[TUJUAN]:
[a] Menurut teks tentang program DeMAM, apa kepanjangan dari akronim Anggur Merah?
[b] Tuliskan lanjutan teks tentang program DeMAM, dimulai setelah kalimat terakhirnya.

[KUTIPAN TEKS]:
□ □ □ □ □

DeMAM Yang Ngeri-Ngeri Sedap



Meminjam ungkapan selebriti politik –tersangka kasus suap SKK Migas-- Sutan Bathoegana, “ngeri-ngeri sedap” saya membaca berita kritikan Anggota DPRD NTT terhadap program Desa Mandiri Anggur Merah (DeMAM). Sedap karena sikap kritis legislator kita baik dan sangat perlu. Tetapi ngeri karena kekritisan itu berujung tuntutan menghentikan program ini. DeMAM itu sendiri juga ngeri-ngeri sedap. Sedap karena landasan filosofi, tujuan, dan grand concept-nya baik, sekaligus ngeri karena sejumlah persoalan dalam implementasinya. Saya jamin publik akan turut merasa ngeri-ngeri sedap jika menggunakan kaca mata saya dalam menilai DeMAM. Mari ...

Yang Sedap dari DeMAM

Setahu saya, DeMAM adalah wujud operasional dari semangat Anggur Merah, akronim dari Anggaran untuk Rakyat Meraih Sejahtera yang menjadi ikon pemerintahan Gubernur Frans Lebu Raya. RPJMD 2009-2013 menempatkan Anggur Merah sebagai “prinsip yang menjadi landasan bagi arah kebijakan keuangan daerah,” sementara RPJMD sedang berjalan menyebutnya spirit dan paradigma “...untuk mewujudkan anggaran pembangunan yang lebih besar berpihak kepentingan rakyat (belanja publik) dari pada belanja pemerintah (belanja aparatur) ...,” juga sebagai wujud strategi pemberdayaan rakyat yang merupakan salah satu strategi pokok pembangunan NTT. Sebagai operasionalisasi spirit Anggur Merah, DeMAM adalah bentuk nyata komitmen alokasi anggaran pro-rakyat.

□ □ □ □ □

[INFORMASI YANG DITAMPILKAN]:

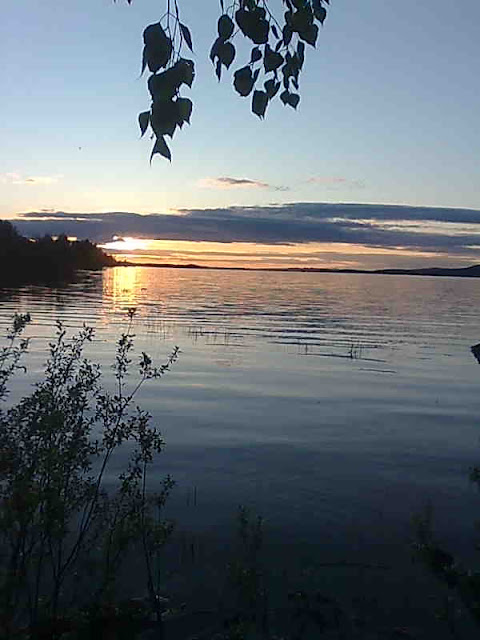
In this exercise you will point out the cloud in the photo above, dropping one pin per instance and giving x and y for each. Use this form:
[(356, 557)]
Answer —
[(15, 178), (430, 229), (227, 182), (332, 183)]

□ □ □ □ □

[JAWABAN]:
[a] Anggaran untuk Rakyat Meraih Sejahtera.

[b]
Tetapi DeMAM melampaui kebijakan anggaran memihak rakyat. Ia program partisipatif. Melalui DeMAM rakyat pedesaan berlatih mandiri di dalam perencanaan, pengelolaan, dan pertanggungjawaban dana hibah yang tergolong besar, Rp 250 juta per desa.

DeMAM juga berdampak memberdayakan karena alokasi dana pada program ini dibatasi untuk usaha produktif rakyat. Berbeda dengan editorial Victory News (24/5/2014) yang menilai program ini sebagai aksi sinterklas, saya justru melihat DeMAM sebagai program memberi “kail”. Aksi “bagi ikan” lebih pas dicapkan pada program serupa BLT pemerintahan SBY, tetapi kredit modal usaha dari DeMAM adalah “joran” bagi masyarakat. Apalagi ada pendampingannya, yang berarti rakyat juga dibimbing dalam belajar seni memainkan “gandar”.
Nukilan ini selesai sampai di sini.